> [What you will do]:
a – In the bolt pattern thread, what bolt pattern does StormChaser give for the 5000?
b – Write out the stretch of the bolt pattern thread from "Sounds like a" through "B5, B.5.5 Passat.".
c – Translate this sentence from the bolt pattern thread into Spanish: "5x112 is very common for VWs and Audis."

> [Document passage]:
┄┄┄┄┄┄┄┄┄┄

# Newbie question... bolt pattern and offset for the 5000



## Rally Quattro (Mar 11, 2005)

I've searched but can't find bolt pattern and offset info for my 87 5000S Quattro...
 






Can someone please end my suffering and tell me? Thx.


----------



## StormChaser (Jan 3, 2000)

*Re: Newbie question... bolt pattern and offset for the 5000 (Rally Quattro)*

5x112


----------



## Rally Quattro (Mar 11, 2005)

Thanks.... what about offset?
Sounds like a rare bolt pattern, do an other cars use it?


----------



## StormChaser (Jan 3, 2000)

*Re: (Rally Quattro)*

Not 100% suer on offset, someone will chime in I'm sure. Asof ro other cars? 5x112 is very common for VWs and Audis. Basically every one of the "large" Audis from the late 1980s on uses 5x112, and now all the new ones (except the A3 & TT) do (even the A4 uses 5x112)...so does the B5, B.5.5 Passat.


----------



## Senna4Life (Sep 11, 2002)

*Re: (duandcc)*

I believe some (if not all) Mercedes Benzs use 5x112 as well, not sure about offset though








Later
Luis


----------



## Rally Quattro (Mar 11, 2005)

┄┄┄┄┄┄┄┄┄┄

> [Records provided]:
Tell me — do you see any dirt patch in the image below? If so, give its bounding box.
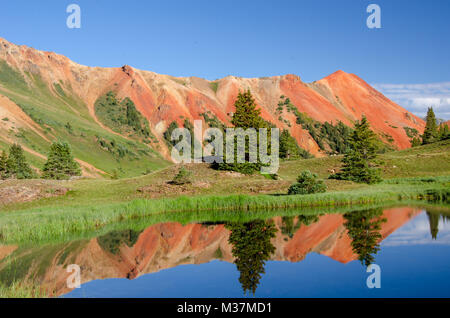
[0,181,69,205]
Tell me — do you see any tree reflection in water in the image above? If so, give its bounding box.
[344,209,386,266]
[226,220,277,295]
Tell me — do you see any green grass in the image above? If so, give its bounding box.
[0,282,48,298]
[0,177,450,243]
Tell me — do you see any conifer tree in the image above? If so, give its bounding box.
[215,90,270,174]
[231,90,266,129]
[422,107,438,145]
[438,123,450,140]
[330,116,381,184]
[0,151,8,180]
[42,142,81,180]
[225,220,277,295]
[6,144,35,179]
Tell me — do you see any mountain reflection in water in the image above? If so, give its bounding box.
[0,207,450,297]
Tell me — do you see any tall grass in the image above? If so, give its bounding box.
[0,282,48,298]
[0,178,449,243]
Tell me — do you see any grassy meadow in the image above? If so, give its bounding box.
[0,141,450,242]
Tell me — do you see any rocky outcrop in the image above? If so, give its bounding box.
[0,38,424,157]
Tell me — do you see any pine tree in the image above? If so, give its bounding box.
[0,151,8,180]
[214,90,270,174]
[6,144,35,179]
[225,220,277,295]
[344,209,386,266]
[280,129,312,159]
[42,142,81,180]
[231,90,266,129]
[438,123,450,140]
[422,107,438,145]
[330,116,381,184]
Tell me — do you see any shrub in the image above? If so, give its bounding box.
[3,144,36,179]
[170,167,191,185]
[330,116,382,184]
[288,170,327,195]
[42,142,81,180]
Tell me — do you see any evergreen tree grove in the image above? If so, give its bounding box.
[42,142,81,180]
[6,144,36,179]
[231,90,266,129]
[0,151,8,180]
[330,116,381,184]
[422,107,438,145]
[214,90,270,174]
[225,220,277,295]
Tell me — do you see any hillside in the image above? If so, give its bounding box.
[0,38,425,177]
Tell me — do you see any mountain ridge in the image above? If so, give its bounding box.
[0,38,425,173]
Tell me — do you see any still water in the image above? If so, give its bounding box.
[0,207,450,298]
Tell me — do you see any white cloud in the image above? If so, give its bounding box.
[372,82,450,120]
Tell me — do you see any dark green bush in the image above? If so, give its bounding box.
[288,170,327,195]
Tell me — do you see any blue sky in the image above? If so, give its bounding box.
[0,0,450,118]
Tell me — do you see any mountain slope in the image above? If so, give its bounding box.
[0,38,425,176]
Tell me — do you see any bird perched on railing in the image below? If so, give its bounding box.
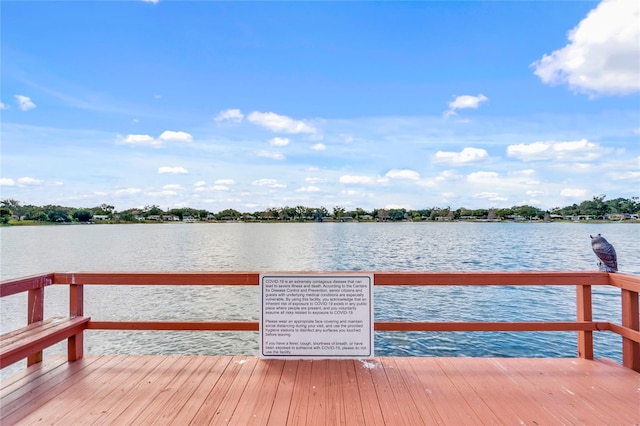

┄┄┄┄┄┄┄┄┄┄

> [Results in order]:
a – 5x112

b –
Sounds like a rare bolt pattern, do an other cars use it?


----------



## StormChaser (Jan 3, 2000)

*Re: (Rally Quattro)*

Not 100% suer on offset, someone will chime in I'm sure. Asof ro other cars? 5x112 is very common for VWs and Audis. Basically every one of the "large" Audis from the late 1980s on uses 5x112, and now all the new ones (except the A3 & TT) do (even the A4 uses 5x112)...so does the B5, B.5.5 Passat.

c – 5x112 es muy común en los VW y los Audi.